**EXERCISE DIRECTIONS:** Please copy the data starting with the line with "# test: locate() returns one point per instance of the bush" and going on through the end of the data, switching each "bush" to "shrub" and keeping everything else the same. Omit the pictures from your answer.

Location identification items:
━━━━━━

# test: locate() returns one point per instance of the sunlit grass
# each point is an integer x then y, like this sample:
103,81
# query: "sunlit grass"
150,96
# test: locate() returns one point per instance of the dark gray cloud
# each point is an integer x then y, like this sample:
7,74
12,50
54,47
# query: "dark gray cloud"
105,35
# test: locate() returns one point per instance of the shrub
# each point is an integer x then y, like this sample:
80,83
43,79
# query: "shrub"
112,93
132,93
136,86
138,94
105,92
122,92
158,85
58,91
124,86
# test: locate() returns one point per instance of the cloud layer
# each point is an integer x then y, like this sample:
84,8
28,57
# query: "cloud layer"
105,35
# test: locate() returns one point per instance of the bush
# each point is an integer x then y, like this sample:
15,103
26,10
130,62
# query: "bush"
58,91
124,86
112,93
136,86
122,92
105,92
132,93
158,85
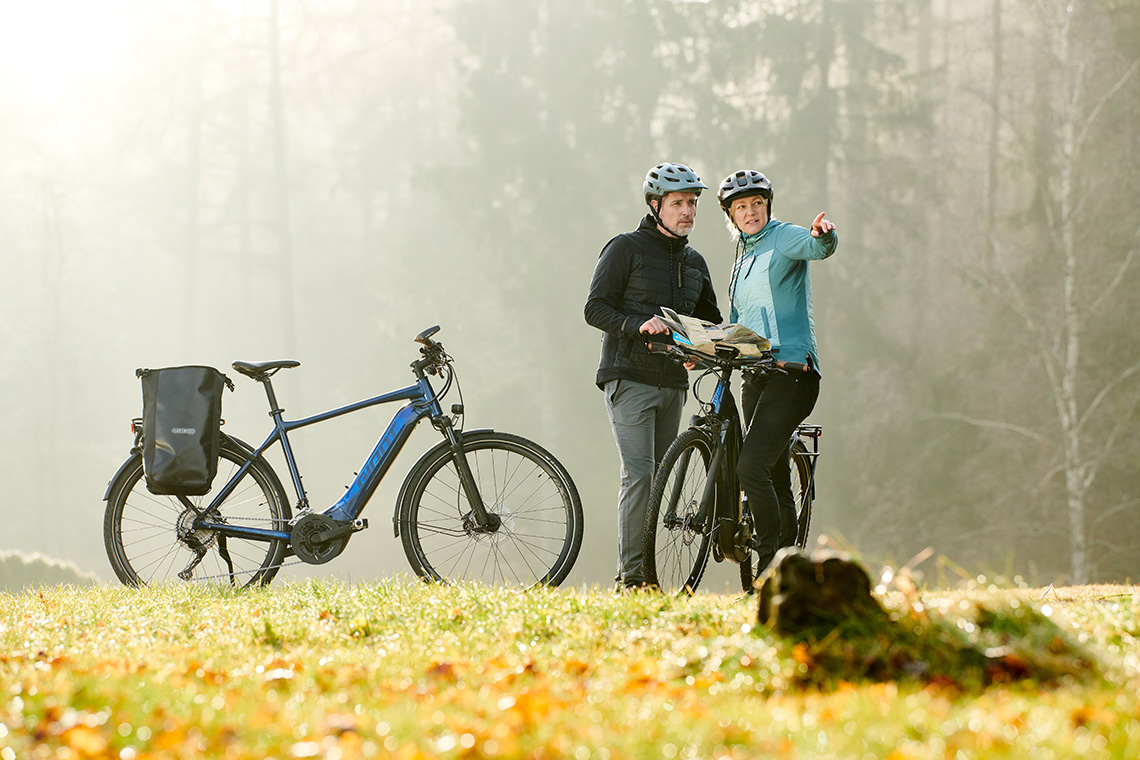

━━━━━━

**WORKED SOLUTION:**
# test: locate() returns one point per instance of the shrub
# each point is an integer x then y, like this sample:
15,103
26,10
130,62
# query: "shrub"
58,91
124,86
112,93
136,86
122,92
105,92
132,93
158,85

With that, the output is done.